[Supplied passage]:
^^^^
Fresh Wave of Iraq Bloodshed Raises Doubts About U.S. Withdrawal

In addition to making John McCain’s “the surge worked” argument that helped him lock up the 2008 Republican presidential nomination look a bit silly, attacks like these will create problems for a president already testing the patience of his anti-war base with a hawkish Afghanistan policy.

Double blasts from a car bomb and a roadside bombing at a parking lot outside a city council building north of Baghdad killed at least 35 people on Tuesday, Iraqi police and hospital officials said.

The explosions in Taji, a Sunni-dominated town about 12 miles (20 kilometers) north of Baghdad, are the latest in a series of attacks across Iraq as the government and political leaders debate whether to ask the United States to keep some American troops here past their year-end withdrawal deadline from the country.

While violence in Iraq is now well below levels it was at during intense Shiite-Sunni sectarian fighting in 2006 and 2007, militants have again stepped up deadly attacks. That has prompted concerns about what will happen when the 47,000 remaining U.S. troops pull out.

On June 23, bombs ripped through Shiite neighborhoods in Baghdad, killing at least 40 people. Two days earlier, a twin explosion that included a suicide car bombing outside a government compound south of Baghdad killed 22 people.

Iraq could ask for U.S. troops to remain after the December 31 deadline for withdrawal set by the Status of Forces Agreement, but it is tough to see how this wouldn’t alienate the public from whatever Iraqi politician had the courage to do so.
^^^^
[Work to complete]:
- 1) In the article on Iraq bloodshed, copy everything from "While violence in" down to "troops pull out.".
- 2) Summarize the article on Iraq bloodshed in two sentences.

Natural-language object grounding data:
^^^^
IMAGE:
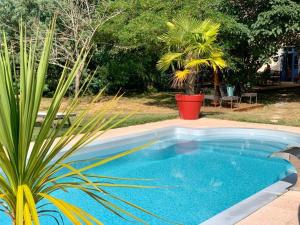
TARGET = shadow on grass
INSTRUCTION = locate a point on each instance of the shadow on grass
(163, 99)
(211, 114)
(282, 95)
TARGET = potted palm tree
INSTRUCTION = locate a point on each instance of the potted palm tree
(191, 48)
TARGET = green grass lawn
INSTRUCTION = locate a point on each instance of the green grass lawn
(280, 107)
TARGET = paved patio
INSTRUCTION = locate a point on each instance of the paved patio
(285, 210)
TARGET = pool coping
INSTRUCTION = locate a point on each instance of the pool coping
(251, 204)
(241, 209)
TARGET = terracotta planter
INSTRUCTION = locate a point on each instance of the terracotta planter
(189, 106)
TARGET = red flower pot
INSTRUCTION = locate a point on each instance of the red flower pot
(189, 106)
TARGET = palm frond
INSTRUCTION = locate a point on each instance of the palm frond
(32, 171)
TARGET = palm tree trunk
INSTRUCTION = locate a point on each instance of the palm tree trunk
(77, 79)
(190, 84)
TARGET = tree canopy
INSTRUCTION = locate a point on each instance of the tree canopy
(127, 47)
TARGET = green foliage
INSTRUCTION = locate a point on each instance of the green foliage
(191, 47)
(31, 172)
(276, 27)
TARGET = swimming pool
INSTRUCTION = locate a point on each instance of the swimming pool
(202, 173)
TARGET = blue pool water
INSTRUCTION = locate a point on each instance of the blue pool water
(200, 177)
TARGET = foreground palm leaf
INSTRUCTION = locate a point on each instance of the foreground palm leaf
(30, 172)
(191, 47)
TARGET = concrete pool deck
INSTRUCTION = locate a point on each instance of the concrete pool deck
(284, 210)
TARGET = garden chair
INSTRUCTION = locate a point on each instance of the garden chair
(226, 98)
(211, 97)
(249, 95)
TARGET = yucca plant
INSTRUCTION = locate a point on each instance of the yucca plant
(32, 171)
(191, 46)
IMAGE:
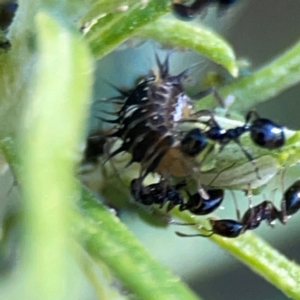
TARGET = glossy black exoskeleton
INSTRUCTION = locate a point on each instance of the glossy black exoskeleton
(252, 218)
(263, 132)
(161, 193)
(291, 199)
(188, 12)
(156, 193)
(193, 142)
(199, 206)
(95, 146)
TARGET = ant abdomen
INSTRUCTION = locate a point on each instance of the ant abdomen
(267, 134)
(200, 206)
(291, 198)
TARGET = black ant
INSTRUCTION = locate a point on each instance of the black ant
(161, 193)
(263, 132)
(188, 12)
(265, 211)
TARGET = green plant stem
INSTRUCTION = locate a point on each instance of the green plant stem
(260, 257)
(105, 237)
(180, 34)
(49, 137)
(272, 79)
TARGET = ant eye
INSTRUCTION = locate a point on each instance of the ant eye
(267, 134)
(227, 228)
(292, 198)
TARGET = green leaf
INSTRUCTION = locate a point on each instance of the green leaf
(272, 79)
(106, 238)
(260, 257)
(54, 125)
(176, 33)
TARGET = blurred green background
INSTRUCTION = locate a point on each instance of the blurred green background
(258, 31)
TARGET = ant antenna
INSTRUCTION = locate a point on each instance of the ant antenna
(193, 235)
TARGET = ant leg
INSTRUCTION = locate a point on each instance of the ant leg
(237, 209)
(249, 116)
(250, 158)
(193, 235)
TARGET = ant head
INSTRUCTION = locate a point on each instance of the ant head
(193, 142)
(227, 228)
(292, 198)
(200, 206)
(267, 134)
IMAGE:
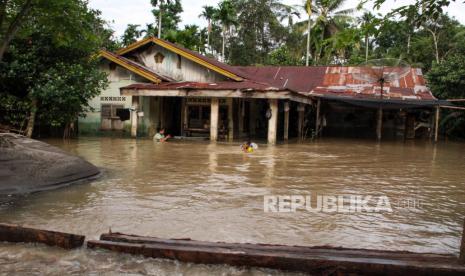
^^^^
[Answers by task]:
- 1)
While violence in Iraq is now well below levels it was at during intense Shiite-Sunni sectarian fighting in 2006 and 2007, militants have again stepped up deadly attacks. That has prompted concerns about what will happen when the 47,000 remaining U.S. troops pull out.

- 2) A new series of bomb attacks in Iraq, including double blasts outside a city council building in Taji that killed at least 35 people, has raised concerns about what will happen when the 47,000 remaining U.S. troops pull out. Iraqi leaders are debating whether to ask the United States to keep some troops past the year-end withdrawal deadline, but such a request would likely alienate the public from any Iraqi politician who made it.